Set problem>
Rewrite the records from the start up to and including the line that contains "x=281, y=407", changing every "Query" to "Target" and keeping everything else the same. Omit the pictures from your output.

[start of Supplied data]

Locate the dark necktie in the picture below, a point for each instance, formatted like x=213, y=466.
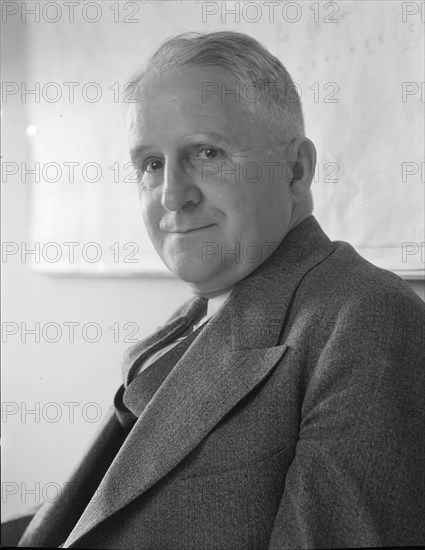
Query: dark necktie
x=132, y=398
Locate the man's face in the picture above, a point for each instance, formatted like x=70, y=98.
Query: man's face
x=215, y=197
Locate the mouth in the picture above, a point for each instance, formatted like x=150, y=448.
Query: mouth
x=185, y=231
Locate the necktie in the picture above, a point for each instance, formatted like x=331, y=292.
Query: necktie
x=131, y=399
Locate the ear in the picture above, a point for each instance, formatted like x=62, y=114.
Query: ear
x=302, y=156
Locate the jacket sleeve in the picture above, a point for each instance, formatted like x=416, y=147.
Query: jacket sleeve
x=357, y=478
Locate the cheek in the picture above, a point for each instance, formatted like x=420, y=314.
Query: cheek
x=151, y=214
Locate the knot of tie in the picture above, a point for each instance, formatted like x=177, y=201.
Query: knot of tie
x=130, y=401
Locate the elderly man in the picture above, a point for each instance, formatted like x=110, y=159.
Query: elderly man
x=281, y=407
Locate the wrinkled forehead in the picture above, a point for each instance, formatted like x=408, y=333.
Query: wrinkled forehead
x=203, y=100
x=201, y=86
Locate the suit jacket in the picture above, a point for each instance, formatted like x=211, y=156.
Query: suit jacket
x=294, y=420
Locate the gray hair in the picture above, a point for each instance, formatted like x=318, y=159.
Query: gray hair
x=277, y=106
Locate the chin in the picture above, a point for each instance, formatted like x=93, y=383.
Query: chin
x=194, y=271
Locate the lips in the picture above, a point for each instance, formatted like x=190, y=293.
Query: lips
x=184, y=230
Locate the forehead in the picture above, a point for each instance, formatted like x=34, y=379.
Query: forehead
x=194, y=100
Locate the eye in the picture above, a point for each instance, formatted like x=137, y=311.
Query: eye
x=152, y=165
x=207, y=153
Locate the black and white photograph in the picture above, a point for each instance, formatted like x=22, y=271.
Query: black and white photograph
x=213, y=274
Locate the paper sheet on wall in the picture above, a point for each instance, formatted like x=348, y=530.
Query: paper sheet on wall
x=369, y=182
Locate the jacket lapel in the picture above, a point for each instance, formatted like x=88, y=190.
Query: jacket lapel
x=236, y=350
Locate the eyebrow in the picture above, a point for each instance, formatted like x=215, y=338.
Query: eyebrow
x=201, y=138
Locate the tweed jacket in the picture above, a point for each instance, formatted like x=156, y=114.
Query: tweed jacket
x=294, y=420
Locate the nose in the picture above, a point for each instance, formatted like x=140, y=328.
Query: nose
x=179, y=188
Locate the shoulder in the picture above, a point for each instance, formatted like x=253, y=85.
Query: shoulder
x=345, y=300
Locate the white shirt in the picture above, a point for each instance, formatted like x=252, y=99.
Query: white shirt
x=214, y=304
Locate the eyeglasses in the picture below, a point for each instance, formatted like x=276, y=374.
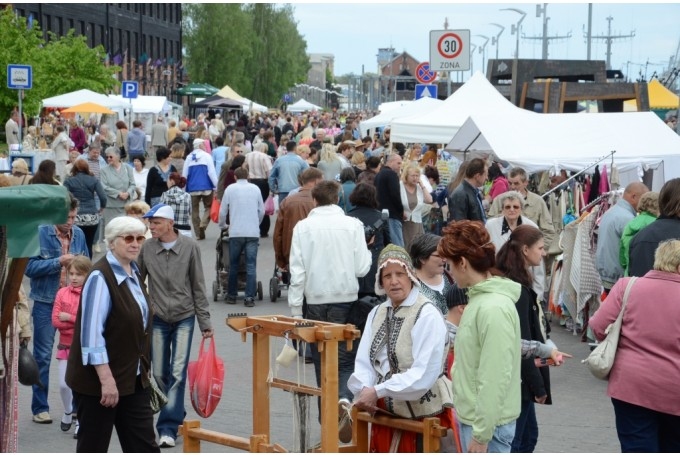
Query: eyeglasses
x=131, y=238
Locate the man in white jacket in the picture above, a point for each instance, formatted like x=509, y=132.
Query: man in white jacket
x=328, y=253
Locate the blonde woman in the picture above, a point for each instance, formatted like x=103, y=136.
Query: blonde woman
x=329, y=163
x=414, y=198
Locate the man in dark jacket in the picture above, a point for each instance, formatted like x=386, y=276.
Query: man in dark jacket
x=465, y=202
x=666, y=227
x=389, y=196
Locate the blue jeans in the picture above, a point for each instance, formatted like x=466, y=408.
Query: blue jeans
x=237, y=245
x=337, y=313
x=396, y=232
x=43, y=342
x=642, y=429
x=170, y=351
x=526, y=429
x=501, y=441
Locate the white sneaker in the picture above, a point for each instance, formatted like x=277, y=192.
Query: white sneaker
x=166, y=441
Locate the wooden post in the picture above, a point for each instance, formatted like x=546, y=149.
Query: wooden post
x=260, y=385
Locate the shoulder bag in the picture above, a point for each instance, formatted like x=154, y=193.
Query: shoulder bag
x=601, y=360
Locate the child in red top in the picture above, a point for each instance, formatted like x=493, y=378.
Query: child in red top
x=63, y=319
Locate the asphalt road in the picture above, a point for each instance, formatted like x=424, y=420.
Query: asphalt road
x=580, y=420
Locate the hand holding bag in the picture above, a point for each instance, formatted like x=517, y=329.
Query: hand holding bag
x=206, y=379
x=601, y=360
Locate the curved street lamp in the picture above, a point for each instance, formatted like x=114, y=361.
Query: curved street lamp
x=514, y=30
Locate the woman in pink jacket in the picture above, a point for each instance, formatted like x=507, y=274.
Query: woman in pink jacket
x=63, y=319
x=643, y=383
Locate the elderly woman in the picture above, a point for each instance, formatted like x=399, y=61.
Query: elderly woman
x=434, y=280
x=108, y=368
x=87, y=189
x=118, y=183
x=486, y=374
x=648, y=211
x=643, y=383
x=501, y=227
x=414, y=198
x=399, y=366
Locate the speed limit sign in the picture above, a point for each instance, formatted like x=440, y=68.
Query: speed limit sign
x=450, y=50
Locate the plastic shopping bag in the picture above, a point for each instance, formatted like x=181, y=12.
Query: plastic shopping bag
x=215, y=210
x=269, y=207
x=206, y=378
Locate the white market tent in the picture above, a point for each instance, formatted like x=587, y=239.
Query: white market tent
x=439, y=125
x=538, y=142
x=303, y=105
x=406, y=109
x=85, y=96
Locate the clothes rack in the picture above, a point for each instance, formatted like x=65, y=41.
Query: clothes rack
x=582, y=171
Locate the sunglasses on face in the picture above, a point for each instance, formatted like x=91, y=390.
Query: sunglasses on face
x=131, y=238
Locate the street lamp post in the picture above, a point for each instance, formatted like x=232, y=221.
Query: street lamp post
x=514, y=30
x=495, y=39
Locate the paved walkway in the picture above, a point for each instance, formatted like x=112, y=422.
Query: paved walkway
x=580, y=420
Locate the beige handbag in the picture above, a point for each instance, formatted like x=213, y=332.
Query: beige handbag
x=601, y=360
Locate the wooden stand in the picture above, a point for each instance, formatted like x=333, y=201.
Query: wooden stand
x=326, y=336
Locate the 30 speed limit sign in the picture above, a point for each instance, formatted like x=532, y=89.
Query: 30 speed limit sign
x=450, y=50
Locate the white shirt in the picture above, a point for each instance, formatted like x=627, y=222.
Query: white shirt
x=429, y=338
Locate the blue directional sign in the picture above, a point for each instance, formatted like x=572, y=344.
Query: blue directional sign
x=20, y=77
x=426, y=91
x=130, y=89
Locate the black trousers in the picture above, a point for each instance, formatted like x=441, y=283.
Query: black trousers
x=132, y=418
x=263, y=185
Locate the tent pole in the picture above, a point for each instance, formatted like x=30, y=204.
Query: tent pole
x=582, y=171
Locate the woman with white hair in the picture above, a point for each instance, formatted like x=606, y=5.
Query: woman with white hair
x=111, y=385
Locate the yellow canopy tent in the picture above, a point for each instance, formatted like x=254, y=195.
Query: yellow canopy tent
x=660, y=98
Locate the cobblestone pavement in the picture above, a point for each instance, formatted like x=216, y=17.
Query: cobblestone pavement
x=580, y=420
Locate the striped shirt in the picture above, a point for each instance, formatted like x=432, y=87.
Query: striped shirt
x=96, y=306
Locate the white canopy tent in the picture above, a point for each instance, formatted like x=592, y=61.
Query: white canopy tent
x=439, y=125
x=303, y=105
x=406, y=109
x=538, y=142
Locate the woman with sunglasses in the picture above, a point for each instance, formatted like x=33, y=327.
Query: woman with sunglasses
x=118, y=181
x=111, y=386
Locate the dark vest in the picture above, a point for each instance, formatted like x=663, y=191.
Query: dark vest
x=127, y=342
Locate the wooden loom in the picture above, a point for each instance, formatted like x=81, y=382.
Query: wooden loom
x=327, y=336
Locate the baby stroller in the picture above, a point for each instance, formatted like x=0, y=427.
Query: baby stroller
x=221, y=283
x=280, y=280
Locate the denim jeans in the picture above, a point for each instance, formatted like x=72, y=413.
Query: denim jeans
x=170, y=351
x=337, y=313
x=238, y=245
x=642, y=429
x=526, y=429
x=396, y=232
x=43, y=342
x=501, y=441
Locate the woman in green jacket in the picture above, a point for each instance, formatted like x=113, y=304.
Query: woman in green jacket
x=486, y=372
x=648, y=211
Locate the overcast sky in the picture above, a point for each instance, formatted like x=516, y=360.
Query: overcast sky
x=354, y=32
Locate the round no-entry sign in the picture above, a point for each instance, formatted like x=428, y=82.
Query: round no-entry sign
x=423, y=73
x=450, y=45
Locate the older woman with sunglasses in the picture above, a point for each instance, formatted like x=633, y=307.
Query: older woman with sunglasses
x=108, y=368
x=118, y=182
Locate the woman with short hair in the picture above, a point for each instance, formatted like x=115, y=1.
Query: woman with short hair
x=643, y=383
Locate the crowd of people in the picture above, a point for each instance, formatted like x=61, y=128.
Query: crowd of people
x=454, y=256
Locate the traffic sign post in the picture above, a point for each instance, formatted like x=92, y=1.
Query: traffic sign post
x=426, y=91
x=450, y=50
x=424, y=75
x=20, y=77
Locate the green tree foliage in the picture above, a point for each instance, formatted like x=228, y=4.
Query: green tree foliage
x=255, y=48
x=60, y=66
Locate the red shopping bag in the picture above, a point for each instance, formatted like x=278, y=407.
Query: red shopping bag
x=215, y=210
x=206, y=378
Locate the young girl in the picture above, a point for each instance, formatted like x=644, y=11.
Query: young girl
x=63, y=319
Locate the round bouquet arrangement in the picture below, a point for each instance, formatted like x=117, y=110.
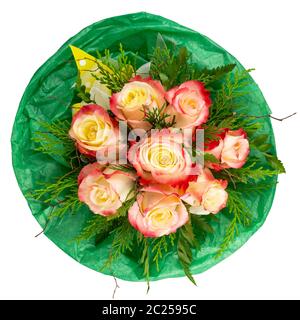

[end of Supplied data]

Problem solution>
Locate the dark necktie in the picture below, a point for each instance, formatted like x=213, y=466.
Target: dark necktie
x=132, y=398
Locate the man's face in the picture above, a point for each instance, formatted like x=70, y=98.
Target: man's face
x=215, y=197
Locate the mouth in the picture above, a point for each instance, formatted like x=150, y=448.
Target: mouth
x=185, y=231
Locate the necktie in the picture above, a point for each instance, formatted like x=331, y=292.
Target: necktie
x=131, y=399
Locate the ear in the picture above, a point for each instance, formatted like x=62, y=114.
Target: ear
x=302, y=156
Locate the jacket sleeve in the picture above, a point for each instance, formatted like x=416, y=147.
Target: jacket sleeve
x=357, y=478
Locate the cheek in the picture above, a point for each instance, formatted like x=420, y=314.
Target: cheek
x=151, y=214
Locate the knot of tie in the picture above, a point for each instance, formatted like x=177, y=201.
Target: knot of tie
x=130, y=401
Locate the elderly man in the picture above, a point for each instance, formatted like x=110, y=159.
Target: elderly man
x=281, y=407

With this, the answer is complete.